## TASK BRIEF:
Count the lines in the records below that contain the string "blue", treating case as significant, and reply with only that number.

## DATA TO USE:
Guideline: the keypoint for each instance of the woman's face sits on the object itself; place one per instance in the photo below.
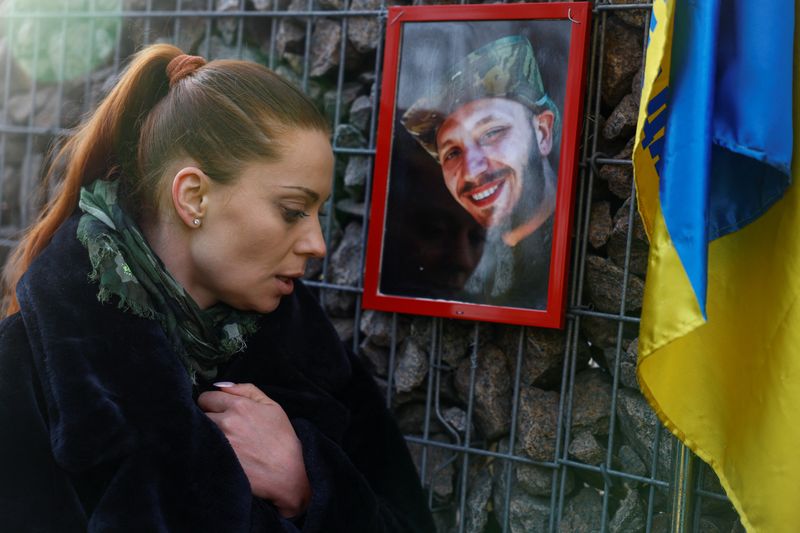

...

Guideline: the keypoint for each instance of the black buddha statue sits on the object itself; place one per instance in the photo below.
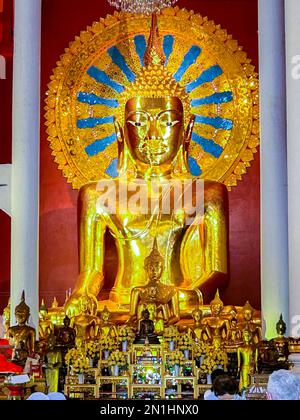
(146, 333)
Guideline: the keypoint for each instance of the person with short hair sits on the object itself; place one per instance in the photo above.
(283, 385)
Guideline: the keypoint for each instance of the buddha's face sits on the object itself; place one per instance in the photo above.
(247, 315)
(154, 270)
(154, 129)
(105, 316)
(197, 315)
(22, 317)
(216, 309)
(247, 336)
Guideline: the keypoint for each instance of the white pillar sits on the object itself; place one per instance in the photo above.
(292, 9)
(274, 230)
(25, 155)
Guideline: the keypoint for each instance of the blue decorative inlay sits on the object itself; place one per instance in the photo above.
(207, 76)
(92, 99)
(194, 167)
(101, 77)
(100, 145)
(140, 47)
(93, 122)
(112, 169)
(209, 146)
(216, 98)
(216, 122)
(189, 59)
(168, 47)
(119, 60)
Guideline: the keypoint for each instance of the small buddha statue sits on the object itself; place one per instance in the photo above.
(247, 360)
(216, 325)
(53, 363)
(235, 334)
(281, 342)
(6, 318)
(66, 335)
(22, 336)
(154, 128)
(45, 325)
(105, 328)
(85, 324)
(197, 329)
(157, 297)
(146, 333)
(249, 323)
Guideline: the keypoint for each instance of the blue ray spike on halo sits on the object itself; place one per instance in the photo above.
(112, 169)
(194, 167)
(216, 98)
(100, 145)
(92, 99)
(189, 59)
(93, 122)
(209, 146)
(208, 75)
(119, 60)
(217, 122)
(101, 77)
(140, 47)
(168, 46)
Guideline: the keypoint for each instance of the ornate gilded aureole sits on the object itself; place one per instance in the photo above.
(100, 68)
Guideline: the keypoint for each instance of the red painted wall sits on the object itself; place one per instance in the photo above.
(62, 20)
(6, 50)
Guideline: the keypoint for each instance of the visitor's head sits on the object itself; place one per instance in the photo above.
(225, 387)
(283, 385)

---

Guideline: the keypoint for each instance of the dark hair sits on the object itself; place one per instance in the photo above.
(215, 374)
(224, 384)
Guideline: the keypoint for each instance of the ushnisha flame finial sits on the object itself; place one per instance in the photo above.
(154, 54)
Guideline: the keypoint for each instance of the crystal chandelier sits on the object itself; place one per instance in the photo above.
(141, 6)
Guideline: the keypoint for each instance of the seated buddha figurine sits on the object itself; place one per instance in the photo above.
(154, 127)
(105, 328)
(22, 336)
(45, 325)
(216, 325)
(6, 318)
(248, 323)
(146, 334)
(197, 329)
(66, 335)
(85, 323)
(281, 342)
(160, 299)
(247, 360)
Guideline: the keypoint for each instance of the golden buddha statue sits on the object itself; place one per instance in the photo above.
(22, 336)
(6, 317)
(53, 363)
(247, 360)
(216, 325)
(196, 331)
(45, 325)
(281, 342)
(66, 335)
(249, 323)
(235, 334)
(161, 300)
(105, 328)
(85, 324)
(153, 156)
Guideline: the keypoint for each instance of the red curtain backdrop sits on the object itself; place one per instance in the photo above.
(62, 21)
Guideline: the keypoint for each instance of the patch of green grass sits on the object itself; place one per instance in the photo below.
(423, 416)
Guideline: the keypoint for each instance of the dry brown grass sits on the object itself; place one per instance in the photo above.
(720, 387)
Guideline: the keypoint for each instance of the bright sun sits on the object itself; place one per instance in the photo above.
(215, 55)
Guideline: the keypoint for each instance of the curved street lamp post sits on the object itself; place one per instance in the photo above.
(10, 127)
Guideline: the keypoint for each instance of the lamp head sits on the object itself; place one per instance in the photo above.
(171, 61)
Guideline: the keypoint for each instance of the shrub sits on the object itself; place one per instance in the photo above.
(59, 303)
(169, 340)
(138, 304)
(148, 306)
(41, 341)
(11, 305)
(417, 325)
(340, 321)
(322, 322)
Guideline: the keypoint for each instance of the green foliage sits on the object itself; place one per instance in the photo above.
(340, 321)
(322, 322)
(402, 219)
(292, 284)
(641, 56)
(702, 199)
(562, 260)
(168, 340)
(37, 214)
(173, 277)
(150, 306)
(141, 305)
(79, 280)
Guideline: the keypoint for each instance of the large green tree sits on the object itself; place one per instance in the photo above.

## REPLY:
2